- **What you will do**: All of the data that follows should be output again without any alteration.

- **Stored records**:
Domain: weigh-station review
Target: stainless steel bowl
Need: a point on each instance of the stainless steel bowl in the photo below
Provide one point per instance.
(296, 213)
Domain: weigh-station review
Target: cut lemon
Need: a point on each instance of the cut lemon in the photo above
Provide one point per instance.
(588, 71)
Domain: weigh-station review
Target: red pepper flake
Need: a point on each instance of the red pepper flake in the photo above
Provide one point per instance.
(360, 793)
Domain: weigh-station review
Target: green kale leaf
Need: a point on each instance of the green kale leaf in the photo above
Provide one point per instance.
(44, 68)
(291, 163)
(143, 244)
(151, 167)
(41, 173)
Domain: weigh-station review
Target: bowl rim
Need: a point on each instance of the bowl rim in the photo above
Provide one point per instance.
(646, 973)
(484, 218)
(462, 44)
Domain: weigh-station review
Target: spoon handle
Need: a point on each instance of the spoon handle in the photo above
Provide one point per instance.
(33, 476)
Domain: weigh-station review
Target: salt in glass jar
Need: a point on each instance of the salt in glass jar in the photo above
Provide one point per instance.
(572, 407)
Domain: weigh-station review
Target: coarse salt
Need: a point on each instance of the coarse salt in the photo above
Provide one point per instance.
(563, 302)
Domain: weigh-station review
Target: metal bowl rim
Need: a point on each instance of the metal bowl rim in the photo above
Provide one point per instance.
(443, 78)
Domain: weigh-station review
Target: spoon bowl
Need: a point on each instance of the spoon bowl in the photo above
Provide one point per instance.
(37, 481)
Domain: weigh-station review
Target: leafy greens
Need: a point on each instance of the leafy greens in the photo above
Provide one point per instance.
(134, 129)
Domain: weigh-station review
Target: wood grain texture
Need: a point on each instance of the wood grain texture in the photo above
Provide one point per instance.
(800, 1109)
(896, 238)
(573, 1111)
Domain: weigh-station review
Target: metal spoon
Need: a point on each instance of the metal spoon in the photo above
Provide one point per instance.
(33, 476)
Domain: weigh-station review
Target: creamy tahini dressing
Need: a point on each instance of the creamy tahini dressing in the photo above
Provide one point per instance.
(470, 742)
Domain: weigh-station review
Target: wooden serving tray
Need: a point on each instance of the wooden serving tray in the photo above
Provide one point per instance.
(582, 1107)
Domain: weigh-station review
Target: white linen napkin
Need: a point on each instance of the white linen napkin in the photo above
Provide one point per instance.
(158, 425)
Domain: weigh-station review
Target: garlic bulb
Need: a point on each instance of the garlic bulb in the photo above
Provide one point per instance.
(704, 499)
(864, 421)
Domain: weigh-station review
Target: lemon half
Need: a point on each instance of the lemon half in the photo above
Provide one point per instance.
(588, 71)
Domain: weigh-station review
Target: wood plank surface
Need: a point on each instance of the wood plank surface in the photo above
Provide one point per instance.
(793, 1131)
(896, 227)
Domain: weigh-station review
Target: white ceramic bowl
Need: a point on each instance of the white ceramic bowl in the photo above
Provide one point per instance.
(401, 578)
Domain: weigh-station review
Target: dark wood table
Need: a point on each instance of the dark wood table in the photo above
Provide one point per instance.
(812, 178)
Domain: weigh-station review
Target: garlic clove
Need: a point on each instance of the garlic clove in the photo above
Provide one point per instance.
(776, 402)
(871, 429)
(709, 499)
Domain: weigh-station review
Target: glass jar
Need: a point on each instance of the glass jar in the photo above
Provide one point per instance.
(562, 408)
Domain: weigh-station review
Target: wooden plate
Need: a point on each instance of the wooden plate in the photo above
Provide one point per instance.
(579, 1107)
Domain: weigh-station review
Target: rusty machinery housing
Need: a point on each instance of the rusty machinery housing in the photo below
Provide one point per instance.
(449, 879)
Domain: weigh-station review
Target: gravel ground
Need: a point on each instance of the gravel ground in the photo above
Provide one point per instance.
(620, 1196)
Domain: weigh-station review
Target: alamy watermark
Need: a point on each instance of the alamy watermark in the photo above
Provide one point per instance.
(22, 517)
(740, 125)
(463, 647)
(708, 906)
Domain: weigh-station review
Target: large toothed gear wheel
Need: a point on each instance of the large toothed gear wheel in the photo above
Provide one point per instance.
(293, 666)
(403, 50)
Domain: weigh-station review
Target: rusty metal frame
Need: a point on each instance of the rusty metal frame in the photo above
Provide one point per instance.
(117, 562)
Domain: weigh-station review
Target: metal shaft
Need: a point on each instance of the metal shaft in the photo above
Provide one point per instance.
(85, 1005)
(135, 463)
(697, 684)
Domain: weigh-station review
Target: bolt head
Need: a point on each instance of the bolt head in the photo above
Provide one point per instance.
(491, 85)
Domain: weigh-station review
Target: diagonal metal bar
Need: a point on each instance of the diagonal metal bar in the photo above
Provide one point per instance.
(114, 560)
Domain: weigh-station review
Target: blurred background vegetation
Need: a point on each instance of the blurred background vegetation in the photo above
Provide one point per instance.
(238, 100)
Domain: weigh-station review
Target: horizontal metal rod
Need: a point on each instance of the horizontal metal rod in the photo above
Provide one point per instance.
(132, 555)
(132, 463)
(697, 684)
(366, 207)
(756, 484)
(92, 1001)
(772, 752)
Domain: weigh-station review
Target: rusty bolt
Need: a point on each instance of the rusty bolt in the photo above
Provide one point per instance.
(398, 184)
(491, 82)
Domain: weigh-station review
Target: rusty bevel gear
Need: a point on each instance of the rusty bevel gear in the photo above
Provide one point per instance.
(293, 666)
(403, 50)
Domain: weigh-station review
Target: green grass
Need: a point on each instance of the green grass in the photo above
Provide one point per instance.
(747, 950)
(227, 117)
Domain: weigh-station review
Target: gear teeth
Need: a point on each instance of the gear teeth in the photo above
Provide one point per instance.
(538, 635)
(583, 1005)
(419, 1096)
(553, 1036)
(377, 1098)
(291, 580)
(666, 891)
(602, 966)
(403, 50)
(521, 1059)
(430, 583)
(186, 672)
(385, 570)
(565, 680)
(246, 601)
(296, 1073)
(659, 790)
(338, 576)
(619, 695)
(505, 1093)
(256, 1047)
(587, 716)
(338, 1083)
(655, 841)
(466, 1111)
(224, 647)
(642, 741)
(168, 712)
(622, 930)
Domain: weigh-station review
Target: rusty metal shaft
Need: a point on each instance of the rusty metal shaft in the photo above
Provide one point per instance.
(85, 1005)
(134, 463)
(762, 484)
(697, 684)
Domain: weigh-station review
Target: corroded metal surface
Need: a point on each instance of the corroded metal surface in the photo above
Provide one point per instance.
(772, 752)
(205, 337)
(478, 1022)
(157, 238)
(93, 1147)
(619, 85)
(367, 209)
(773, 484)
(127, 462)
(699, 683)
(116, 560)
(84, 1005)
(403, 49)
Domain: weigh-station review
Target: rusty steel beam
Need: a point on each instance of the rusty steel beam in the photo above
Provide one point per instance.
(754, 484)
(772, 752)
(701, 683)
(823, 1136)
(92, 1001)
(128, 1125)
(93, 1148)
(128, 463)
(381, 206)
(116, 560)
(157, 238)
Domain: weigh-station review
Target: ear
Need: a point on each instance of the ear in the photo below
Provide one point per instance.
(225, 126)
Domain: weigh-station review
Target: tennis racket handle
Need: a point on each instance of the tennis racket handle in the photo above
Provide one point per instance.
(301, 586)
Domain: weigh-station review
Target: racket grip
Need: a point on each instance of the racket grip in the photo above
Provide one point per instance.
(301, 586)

- **Response area**:
Domain: weigh-station review
Target: stainless steel bowl
Need: a point on each instance of the stainless steel bowl in the photo below
Provide one point per instance.
(296, 213)
Domain: weigh-station review
Target: cut lemon
Need: a point on each instance of the cut lemon in the photo above
Provide one point per instance.
(588, 71)
Domain: weigh-station review
Target: red pepper flake
Need: a point on each instance of the red pepper flake in the photo above
Provide one point per instance.
(360, 793)
Domain: weigh-station review
Target: green kale leaf
Need: a point on each instance of the green kale leaf in the photo above
Provide one point per instance.
(44, 68)
(291, 163)
(143, 244)
(151, 167)
(41, 173)
Domain: weigh-station review
Target: bowl rim
Need: a point on each instance of the bowl rim in the photo above
Provide one point per instance.
(646, 973)
(484, 218)
(462, 44)
Domain: weigh-station review
Target: spoon handle
Need: a point on each instance of the spoon handle in the photo above
Provide one point per instance.
(33, 476)
Domain: weigh-station review
Target: salt in glass jar
Need: a point on each instance of the salt in glass jar in the photo above
Provide one point per instance.
(572, 407)
Domain: weigh-station review
Target: coarse salt
Need: a point on each instance of the coarse salt in the photo above
Provide one point per instance.
(563, 302)
Domain: weigh-station review
Target: metal bowl rim
Need: a point on each instance of the metal bowl rim in the photo above
Provide one point per instance.
(443, 78)
Domain: weigh-station review
Target: spoon bowl
Need: a point on each instance of the spoon bowl in the photo above
Provide one point per instance.
(37, 481)
Domain: weigh-station review
Target: leafy greens
Need: a point on each instance of the leafy greens in the photo above
Provide one point per instance.
(134, 129)
Domain: weigh-station review
Target: wood grain texture
Need: a point on each instance of the wood grain texture in the photo above
Provide one point per instance.
(800, 1109)
(896, 238)
(573, 1111)
Domain: weigh-station review
Target: metal spoon
Need: a point on each instance of the metal spoon in the photo above
Provide one point per instance.
(33, 476)
Domain: weigh-station review
Target: creamy tahini dressing
Need: a point on each instance of the creamy tahini dressing in the photo above
Provide one point per instance.
(470, 742)
Domain: weigh-station review
Target: wooden serving tray
Need: a point on each instance of the wooden serving tray in the photo above
Provide one point per instance.
(582, 1107)
Domain: weigh-station review
Target: white linen napkin
Need: a point on each instance of the white linen napkin in the photo above
Provide one point per instance.
(158, 425)
Domain: weigh-station review
Target: garlic bulb
Need: a point on each instance of the garlic bulb in the photo above
Provide one point per instance.
(704, 499)
(864, 421)
Domain: weigh-station review
Target: lemon half
Need: a point on each instance of the lemon half in the photo above
Provide one point per instance.
(588, 71)
Domain: weigh-station review
Target: wood plank surface
Need: a point on each instance of the wood plank surface in the photo above
Provide one point per instance.
(793, 1131)
(896, 227)
Domain: weigh-station review
Target: white ceramic bowl
Need: a point on each instance of the white ceramic bowl in the photo above
Provide one point per instance.
(401, 578)
Domain: weigh-station review
Target: dark wood table
Need: a point on each instance of the dark wood table in the photo above
Provide one point per instance.
(812, 178)
Domain: weigh-station review
Target: garlic clove
Need: a point on each instance of the garlic clove in the photo above
Provide one point per instance.
(776, 402)
(871, 429)
(709, 499)
Domain: weigh-station review
Target: glass jar
Need: a point on each instance of the glass jar in the photo above
Provide one point per instance.
(562, 408)
Domain: weigh-station review
Target: wooden plate
Need: a point on each instance of the wooden plate in the photo above
Provide one point per instance.
(579, 1107)
Domain: weigh-station review
Target: rusty machinery housing
Need: a point on each instance of the rusty machinery housing in the photo below
Provide one point per instance.
(449, 879)
Domain: weigh-station review
Target: gravel ground
Need: a point on each instance of the gravel ground in the photo above
Provide one point per instance.
(620, 1196)
Domain: weigh-station review
Target: alamy watermark
Need: a point on each instance of the alamy watermark in the photo above
Provide one point per instance.
(22, 517)
(740, 125)
(463, 647)
(708, 906)
Domain: weigh-station review
Target: large toothed gear wheel
Need: a point on each instance of the large toothed gear wheel in the photo above
Provide one point per instance.
(293, 666)
(403, 50)
Domain: weigh-station review
Target: rusty metal frame
Need: a point on each instance of the rusty metal frame in the photo above
Provide one point per instance.
(117, 562)
Domain: weigh-station review
Target: metal shaft
Need: a point on each instance of the metal shaft in the photo above
Provide one point per instance.
(85, 1005)
(135, 463)
(697, 684)
Domain: weigh-station review
Target: bolt head
Need: a point on each instance of the bolt head in the photo above
Provide one point per instance.
(491, 85)
Domain: weigh-station review
Target: diagonal metal bar
Need: a point on each instance of the diagonal metal bar in the photo above
Provide one point per instance.
(114, 560)
Domain: weigh-station review
Target: blurred background vegetation
Need: a point on each instance of the blurred background vegetation in the photo above
Provide one point per instance.
(238, 100)
Domain: weigh-station review
Target: horizontal metal rod
Need: a point on each instance of the horizontal metal rod in the photo above
Provide one point per instance.
(132, 555)
(132, 463)
(697, 684)
(366, 207)
(756, 484)
(92, 1001)
(772, 752)
Domain: weigh-station review
Target: rusty bolt
Need: a point on each instance of the rusty bolt in the photo above
Provide one point per instance.
(398, 184)
(491, 82)
Domain: weigh-station review
Target: rusty bevel gear
Need: a point on each instance of the rusty bevel gear in the photo above
Provide one point per instance.
(293, 666)
(403, 50)
Domain: weigh-station review
Target: green grass
Need: a point on each instance of the green grass in the photo above
Provide one point per instance.
(747, 950)
(227, 117)
Domain: weigh-station review
Target: gear teeth
Need: a point on each instance of the gear teeth in the photo above
Provide one point per instance.
(538, 635)
(583, 1005)
(419, 1096)
(553, 1036)
(377, 1098)
(291, 580)
(666, 891)
(602, 966)
(403, 50)
(521, 1059)
(430, 583)
(186, 672)
(385, 570)
(565, 680)
(246, 601)
(296, 1073)
(659, 790)
(338, 576)
(619, 695)
(505, 1093)
(256, 1047)
(587, 716)
(338, 1083)
(655, 841)
(466, 1111)
(224, 647)
(642, 741)
(168, 712)
(622, 930)
Domain: weigh-station review
Target: rusty metal shaft
Need: a point on each instance of the rusty metal shaft in the photo above
Provide one point per instance.
(85, 1005)
(134, 463)
(762, 484)
(697, 684)
Domain: weigh-station review
Target: corroded metal surface
Need: a point on each instance of the corroded metal surface in the photo above
Provide one point per instance.
(772, 752)
(205, 337)
(478, 1022)
(157, 238)
(93, 1147)
(619, 85)
(367, 209)
(773, 484)
(127, 462)
(699, 683)
(116, 560)
(84, 1005)
(403, 49)
Domain: weigh-station review
Target: rusty steel beam
Need: a point on each instance of the rusty steel beam in the photo above
Provide one point per instance.
(754, 484)
(772, 752)
(701, 683)
(823, 1136)
(92, 1001)
(128, 1125)
(93, 1148)
(128, 463)
(381, 206)
(116, 560)
(157, 238)
Domain: weigh-station review
Target: ear
Need: a point on each instance of the ear in the photo below
Provide one point per instance.
(225, 126)
Domain: weigh-station review
Target: tennis racket handle
Need: a point on each instance of the tennis racket handle in the photo above
Provide one point per instance.
(301, 586)
Domain: weigh-station review
Target: racket grip
Need: a point on each instance of the racket grip in the photo above
Provide one point per instance.
(301, 586)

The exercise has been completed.